== WHAT TO PRODUCE ==
Can you reproduce the records below verbatim, from the line containing "Where can you spot the submerged" through the end of the records, both ends included?

== Dataset items ==
· · · · · · ·

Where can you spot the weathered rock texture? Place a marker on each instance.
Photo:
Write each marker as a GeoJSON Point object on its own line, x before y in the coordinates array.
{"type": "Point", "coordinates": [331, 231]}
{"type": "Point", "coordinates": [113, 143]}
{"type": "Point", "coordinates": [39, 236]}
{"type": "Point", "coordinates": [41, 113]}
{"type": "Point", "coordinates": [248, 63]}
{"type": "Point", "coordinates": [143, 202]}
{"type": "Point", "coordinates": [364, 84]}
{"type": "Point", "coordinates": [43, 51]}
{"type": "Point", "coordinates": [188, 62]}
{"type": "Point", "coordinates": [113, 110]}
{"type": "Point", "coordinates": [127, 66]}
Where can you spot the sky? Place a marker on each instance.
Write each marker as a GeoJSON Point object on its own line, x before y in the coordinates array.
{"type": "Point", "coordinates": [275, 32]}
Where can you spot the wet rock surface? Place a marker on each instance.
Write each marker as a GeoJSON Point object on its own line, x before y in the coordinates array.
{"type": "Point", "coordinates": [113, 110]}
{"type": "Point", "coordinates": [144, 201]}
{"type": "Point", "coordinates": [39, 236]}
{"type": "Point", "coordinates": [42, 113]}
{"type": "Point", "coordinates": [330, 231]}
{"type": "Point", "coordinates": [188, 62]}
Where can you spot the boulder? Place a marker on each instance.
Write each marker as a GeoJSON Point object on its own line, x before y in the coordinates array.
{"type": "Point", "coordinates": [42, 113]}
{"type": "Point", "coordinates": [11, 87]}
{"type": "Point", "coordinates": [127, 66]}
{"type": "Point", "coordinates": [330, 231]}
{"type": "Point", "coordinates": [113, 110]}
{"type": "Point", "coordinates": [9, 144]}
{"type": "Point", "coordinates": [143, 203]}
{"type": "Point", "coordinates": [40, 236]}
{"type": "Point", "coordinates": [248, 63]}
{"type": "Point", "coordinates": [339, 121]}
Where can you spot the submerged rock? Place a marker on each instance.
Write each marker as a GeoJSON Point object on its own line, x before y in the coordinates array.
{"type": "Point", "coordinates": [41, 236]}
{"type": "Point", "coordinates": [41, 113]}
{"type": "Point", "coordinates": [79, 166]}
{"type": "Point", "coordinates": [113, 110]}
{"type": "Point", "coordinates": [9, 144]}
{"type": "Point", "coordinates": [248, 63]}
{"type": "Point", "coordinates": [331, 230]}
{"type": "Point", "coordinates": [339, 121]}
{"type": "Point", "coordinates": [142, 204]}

· · · · · · ·

== SOLUTION TO THIS EXERCISE ==
Where can you spot the submerged rock? Place a marker on each instance.
Write each marker as a GeoJSON Point object on its own line, x before y in the coordinates array.
{"type": "Point", "coordinates": [41, 236]}
{"type": "Point", "coordinates": [41, 113]}
{"type": "Point", "coordinates": [79, 166]}
{"type": "Point", "coordinates": [113, 110]}
{"type": "Point", "coordinates": [9, 144]}
{"type": "Point", "coordinates": [248, 63]}
{"type": "Point", "coordinates": [331, 230]}
{"type": "Point", "coordinates": [339, 121]}
{"type": "Point", "coordinates": [142, 204]}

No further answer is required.